**Your task**
Scan the entries below. Report each line where the string "worker" occurs.

Referring expression pointing data
○ ○ ○ ○ ○

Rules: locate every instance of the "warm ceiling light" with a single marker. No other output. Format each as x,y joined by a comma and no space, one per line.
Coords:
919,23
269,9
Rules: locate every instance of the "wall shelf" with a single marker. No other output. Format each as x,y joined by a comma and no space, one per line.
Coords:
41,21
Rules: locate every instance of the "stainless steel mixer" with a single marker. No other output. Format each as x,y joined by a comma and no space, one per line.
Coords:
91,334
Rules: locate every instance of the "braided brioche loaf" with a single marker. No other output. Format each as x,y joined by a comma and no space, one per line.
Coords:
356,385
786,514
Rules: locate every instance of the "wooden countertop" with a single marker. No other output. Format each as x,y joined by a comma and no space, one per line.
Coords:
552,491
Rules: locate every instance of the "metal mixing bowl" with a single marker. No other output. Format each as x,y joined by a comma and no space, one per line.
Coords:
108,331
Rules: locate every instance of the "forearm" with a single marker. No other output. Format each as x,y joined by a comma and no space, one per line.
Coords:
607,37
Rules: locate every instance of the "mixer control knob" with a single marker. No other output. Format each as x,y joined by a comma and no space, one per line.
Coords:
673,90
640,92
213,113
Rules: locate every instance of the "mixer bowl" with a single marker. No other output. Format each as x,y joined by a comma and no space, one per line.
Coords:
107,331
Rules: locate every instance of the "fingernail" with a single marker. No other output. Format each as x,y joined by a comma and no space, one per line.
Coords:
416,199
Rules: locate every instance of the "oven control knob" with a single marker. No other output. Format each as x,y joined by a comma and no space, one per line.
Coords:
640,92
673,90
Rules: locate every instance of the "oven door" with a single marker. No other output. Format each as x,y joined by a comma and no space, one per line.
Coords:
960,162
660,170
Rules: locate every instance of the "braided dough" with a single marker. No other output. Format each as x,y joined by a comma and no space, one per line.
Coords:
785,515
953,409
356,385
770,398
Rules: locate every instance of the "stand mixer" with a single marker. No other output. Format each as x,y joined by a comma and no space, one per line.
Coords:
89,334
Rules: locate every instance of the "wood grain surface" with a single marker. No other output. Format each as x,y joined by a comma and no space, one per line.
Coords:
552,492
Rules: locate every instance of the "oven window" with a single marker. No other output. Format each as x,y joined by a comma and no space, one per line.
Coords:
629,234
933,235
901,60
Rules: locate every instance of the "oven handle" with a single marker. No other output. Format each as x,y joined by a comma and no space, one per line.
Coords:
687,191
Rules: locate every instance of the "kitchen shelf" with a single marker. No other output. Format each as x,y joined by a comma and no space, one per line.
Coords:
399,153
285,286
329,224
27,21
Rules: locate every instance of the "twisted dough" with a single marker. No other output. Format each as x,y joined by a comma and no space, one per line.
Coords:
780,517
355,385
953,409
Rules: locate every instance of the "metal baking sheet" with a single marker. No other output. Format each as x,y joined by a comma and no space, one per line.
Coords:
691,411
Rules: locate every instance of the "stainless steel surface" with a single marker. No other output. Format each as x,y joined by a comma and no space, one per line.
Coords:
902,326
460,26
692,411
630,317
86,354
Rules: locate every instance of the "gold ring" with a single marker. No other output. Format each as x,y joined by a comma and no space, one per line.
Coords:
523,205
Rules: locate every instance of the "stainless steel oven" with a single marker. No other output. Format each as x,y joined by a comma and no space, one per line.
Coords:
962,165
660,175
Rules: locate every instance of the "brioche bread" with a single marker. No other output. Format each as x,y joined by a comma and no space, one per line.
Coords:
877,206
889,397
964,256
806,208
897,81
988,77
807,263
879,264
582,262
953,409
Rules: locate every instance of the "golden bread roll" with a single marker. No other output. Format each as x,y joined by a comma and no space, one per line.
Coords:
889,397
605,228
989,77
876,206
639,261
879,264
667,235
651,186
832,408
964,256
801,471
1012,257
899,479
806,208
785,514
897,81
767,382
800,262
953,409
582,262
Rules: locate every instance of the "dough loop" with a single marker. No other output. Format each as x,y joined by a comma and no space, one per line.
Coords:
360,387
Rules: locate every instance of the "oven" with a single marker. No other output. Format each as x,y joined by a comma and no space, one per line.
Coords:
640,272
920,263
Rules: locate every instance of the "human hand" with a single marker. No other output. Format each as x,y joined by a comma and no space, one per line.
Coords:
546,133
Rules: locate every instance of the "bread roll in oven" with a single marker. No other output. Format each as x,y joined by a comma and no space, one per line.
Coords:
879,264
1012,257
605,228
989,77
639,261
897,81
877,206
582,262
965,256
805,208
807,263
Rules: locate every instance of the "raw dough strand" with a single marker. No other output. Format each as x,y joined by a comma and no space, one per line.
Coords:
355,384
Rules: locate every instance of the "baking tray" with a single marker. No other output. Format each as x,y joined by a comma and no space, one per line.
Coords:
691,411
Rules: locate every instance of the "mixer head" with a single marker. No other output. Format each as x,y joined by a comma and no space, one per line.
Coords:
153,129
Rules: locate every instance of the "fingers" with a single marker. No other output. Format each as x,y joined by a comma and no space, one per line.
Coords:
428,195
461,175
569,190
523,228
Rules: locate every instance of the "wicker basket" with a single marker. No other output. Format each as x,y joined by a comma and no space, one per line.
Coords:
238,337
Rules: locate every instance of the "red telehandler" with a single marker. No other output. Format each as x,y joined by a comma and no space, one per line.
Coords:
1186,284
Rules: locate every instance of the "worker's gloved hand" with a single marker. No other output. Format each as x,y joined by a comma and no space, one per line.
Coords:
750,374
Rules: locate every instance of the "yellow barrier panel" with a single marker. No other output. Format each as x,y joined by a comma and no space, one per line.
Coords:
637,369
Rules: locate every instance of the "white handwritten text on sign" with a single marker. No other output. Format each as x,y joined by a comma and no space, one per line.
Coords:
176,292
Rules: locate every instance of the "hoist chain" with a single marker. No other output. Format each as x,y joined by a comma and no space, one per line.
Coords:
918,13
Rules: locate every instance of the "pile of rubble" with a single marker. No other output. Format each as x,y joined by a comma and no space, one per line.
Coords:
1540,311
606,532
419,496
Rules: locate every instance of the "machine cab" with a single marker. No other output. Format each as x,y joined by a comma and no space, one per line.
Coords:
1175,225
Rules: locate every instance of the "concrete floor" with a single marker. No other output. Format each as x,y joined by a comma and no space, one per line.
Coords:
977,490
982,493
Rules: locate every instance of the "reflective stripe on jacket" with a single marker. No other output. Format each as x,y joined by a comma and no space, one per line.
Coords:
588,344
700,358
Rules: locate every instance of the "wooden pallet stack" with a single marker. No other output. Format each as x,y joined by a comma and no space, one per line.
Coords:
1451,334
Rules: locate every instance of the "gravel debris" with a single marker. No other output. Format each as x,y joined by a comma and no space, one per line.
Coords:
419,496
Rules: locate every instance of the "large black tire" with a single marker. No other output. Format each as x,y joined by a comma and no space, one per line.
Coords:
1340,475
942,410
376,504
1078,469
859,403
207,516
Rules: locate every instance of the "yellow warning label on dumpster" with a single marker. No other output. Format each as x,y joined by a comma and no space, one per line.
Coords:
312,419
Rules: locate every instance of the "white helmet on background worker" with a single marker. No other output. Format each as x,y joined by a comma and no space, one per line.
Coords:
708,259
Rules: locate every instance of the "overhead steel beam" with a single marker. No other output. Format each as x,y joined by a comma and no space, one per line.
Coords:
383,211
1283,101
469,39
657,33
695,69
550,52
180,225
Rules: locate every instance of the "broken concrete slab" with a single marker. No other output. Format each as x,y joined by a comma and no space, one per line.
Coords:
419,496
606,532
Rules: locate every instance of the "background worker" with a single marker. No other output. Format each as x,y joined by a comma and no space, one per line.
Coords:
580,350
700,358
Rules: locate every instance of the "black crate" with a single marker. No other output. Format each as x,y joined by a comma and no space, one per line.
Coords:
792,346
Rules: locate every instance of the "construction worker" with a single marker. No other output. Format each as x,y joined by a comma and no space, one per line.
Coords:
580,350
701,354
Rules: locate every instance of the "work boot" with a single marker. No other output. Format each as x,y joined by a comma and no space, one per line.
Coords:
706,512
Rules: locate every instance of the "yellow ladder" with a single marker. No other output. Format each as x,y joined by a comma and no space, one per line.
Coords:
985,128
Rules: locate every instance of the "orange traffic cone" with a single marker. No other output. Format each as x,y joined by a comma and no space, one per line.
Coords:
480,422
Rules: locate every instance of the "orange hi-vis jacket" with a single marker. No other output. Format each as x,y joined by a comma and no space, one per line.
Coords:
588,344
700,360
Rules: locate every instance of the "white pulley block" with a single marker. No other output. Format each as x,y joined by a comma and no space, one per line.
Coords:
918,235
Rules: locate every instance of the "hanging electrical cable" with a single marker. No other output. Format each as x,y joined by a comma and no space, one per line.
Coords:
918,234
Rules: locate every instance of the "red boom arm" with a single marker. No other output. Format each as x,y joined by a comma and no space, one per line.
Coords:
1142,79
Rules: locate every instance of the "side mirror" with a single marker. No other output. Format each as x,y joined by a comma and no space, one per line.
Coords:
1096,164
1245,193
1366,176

○ ○ ○ ○ ○

**Written solution**
Rules: locate every instance of the "worker's gloved hand" with a single marker. No other output. Format each as x,y joined by a comma and no space, one per line.
Rules: locate every instance of the "white helmet on background worker" with a single marker. No other output. Format each as x,y joined by a comma and no space, one per line.
Rules: locate every instance of the "background worker" with a single marker. No other output. Format each as x,y joined by a comma and no space, one per line.
Rules: locate every instance of the "construction worker" with a single marker. No other output. Format each as x,y joined by a comma and no space, one per line.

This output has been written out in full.